Records from a collection:

****************

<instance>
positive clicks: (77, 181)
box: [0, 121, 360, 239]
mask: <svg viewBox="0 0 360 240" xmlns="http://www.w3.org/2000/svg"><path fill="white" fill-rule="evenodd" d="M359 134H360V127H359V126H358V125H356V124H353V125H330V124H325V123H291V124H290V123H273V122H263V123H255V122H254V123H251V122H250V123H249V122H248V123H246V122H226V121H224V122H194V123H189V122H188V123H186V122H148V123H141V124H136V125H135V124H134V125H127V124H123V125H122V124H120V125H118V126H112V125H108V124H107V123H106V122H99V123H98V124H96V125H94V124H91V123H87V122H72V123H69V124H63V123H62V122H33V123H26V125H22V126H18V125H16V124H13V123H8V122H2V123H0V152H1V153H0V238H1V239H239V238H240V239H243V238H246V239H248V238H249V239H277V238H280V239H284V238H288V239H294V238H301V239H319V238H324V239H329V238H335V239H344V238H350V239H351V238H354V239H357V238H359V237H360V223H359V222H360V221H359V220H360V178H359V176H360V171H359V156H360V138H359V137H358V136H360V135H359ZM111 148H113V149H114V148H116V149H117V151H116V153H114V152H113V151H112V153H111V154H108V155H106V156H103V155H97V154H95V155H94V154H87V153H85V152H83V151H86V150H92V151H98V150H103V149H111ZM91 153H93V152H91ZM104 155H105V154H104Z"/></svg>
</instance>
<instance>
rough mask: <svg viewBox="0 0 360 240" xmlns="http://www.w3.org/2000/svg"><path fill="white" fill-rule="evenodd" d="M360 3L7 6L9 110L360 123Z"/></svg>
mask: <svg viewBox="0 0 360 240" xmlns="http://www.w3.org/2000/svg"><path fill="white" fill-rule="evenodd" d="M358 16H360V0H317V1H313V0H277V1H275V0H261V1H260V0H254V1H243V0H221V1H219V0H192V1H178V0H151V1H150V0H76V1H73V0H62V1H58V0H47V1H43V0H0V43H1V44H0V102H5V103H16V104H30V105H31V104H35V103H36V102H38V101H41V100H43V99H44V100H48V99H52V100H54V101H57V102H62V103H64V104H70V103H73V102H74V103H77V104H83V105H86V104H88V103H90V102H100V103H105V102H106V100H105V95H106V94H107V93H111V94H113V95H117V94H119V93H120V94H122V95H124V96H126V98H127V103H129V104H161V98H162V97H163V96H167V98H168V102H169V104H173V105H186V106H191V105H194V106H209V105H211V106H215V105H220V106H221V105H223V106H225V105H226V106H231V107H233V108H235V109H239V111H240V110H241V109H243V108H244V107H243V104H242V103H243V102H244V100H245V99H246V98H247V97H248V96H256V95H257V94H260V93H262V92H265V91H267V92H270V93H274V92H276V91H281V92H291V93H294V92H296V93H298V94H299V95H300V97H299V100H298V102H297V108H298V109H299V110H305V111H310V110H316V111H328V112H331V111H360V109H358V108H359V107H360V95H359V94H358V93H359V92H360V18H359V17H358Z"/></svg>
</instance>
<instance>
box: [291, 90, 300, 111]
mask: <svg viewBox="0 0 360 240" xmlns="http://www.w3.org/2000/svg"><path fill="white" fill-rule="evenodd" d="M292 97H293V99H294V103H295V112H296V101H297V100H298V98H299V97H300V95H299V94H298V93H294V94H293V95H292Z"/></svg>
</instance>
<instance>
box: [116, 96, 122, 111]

****************

*Assignment*.
Every entry must be set down exactly, with nothing left out.

*Answer to this problem*.
<instance>
positive clicks: (77, 181)
box: [0, 121, 360, 239]
mask: <svg viewBox="0 0 360 240" xmlns="http://www.w3.org/2000/svg"><path fill="white" fill-rule="evenodd" d="M359 134H360V127H359V126H358V125H356V124H353V125H330V124H325V123H291V124H290V123H273V122H263V123H255V122H254V123H251V122H250V123H249V122H248V123H246V122H226V121H224V122H194V123H189V122H188V123H186V122H148V123H141V124H136V125H135V124H134V125H127V124H123V125H122V124H120V125H118V126H112V125H108V124H107V123H106V122H99V123H98V124H96V125H94V124H91V123H87V122H72V123H69V124H63V123H62V122H33V123H26V125H22V126H18V125H16V124H13V123H8V122H2V123H0V152H1V153H0V238H1V239H239V238H240V239H243V238H246V239H248V238H249V239H277V238H280V239H284V238H288V239H294V238H301V239H319V238H324V239H329V238H335V239H344V238H350V239H351V238H354V239H357V238H359V237H360V223H359V222H360V221H359V220H360V178H359V176H360V171H359V156H360V138H359V137H358V136H360V135H359ZM111 148H113V149H114V148H116V149H117V151H116V153H114V152H113V151H112V153H111V154H108V155H106V156H103V155H97V154H95V155H94V154H87V153H85V152H83V151H86V150H92V151H98V150H103V149H111ZM91 153H93V152H91ZM104 155H105V154H104Z"/></svg>
</instance>
<instance>
rough mask: <svg viewBox="0 0 360 240" xmlns="http://www.w3.org/2000/svg"><path fill="white" fill-rule="evenodd" d="M360 3L7 6L9 110L360 123Z"/></svg>
mask: <svg viewBox="0 0 360 240" xmlns="http://www.w3.org/2000/svg"><path fill="white" fill-rule="evenodd" d="M358 16H360V0H317V1H313V0H277V1H275V0H261V1H260V0H254V1H243V0H221V1H219V0H192V1H178V0H151V1H150V0H76V1H73V0H62V1H58V0H47V1H43V0H0V43H1V44H0V102H5V103H16V104H30V105H31V104H35V103H36V102H38V101H41V100H43V99H44V100H48V99H52V100H54V101H57V102H62V103H64V104H70V103H73V102H74V103H77V104H83V105H86V104H88V103H90V102H100V103H105V102H106V100H105V95H106V94H107V93H111V94H113V95H117V94H119V93H120V94H122V95H124V96H126V98H127V103H129V104H161V98H162V97H163V96H167V98H168V102H169V104H173V105H186V106H191V105H194V106H209V105H211V106H215V105H220V106H221V105H223V106H225V105H226V106H231V107H233V108H235V109H239V111H240V110H241V109H243V108H244V107H243V104H242V103H243V102H244V100H245V99H246V98H247V97H248V96H256V95H257V94H260V93H262V92H265V91H267V92H270V93H274V92H276V91H281V92H291V93H294V92H296V93H298V94H299V95H300V97H299V100H298V102H297V108H298V109H299V110H305V111H310V110H316V111H328V112H331V111H360V109H358V108H359V107H360V95H359V94H358V93H359V92H360V18H359V17H358Z"/></svg>
</instance>
<instance>
box: [291, 90, 300, 111]
mask: <svg viewBox="0 0 360 240" xmlns="http://www.w3.org/2000/svg"><path fill="white" fill-rule="evenodd" d="M292 97H293V99H294V103H295V112H296V101H297V100H298V98H299V97H300V95H299V94H298V93H294V94H293V95H292Z"/></svg>
</instance>
<instance>
box: [116, 96, 122, 111]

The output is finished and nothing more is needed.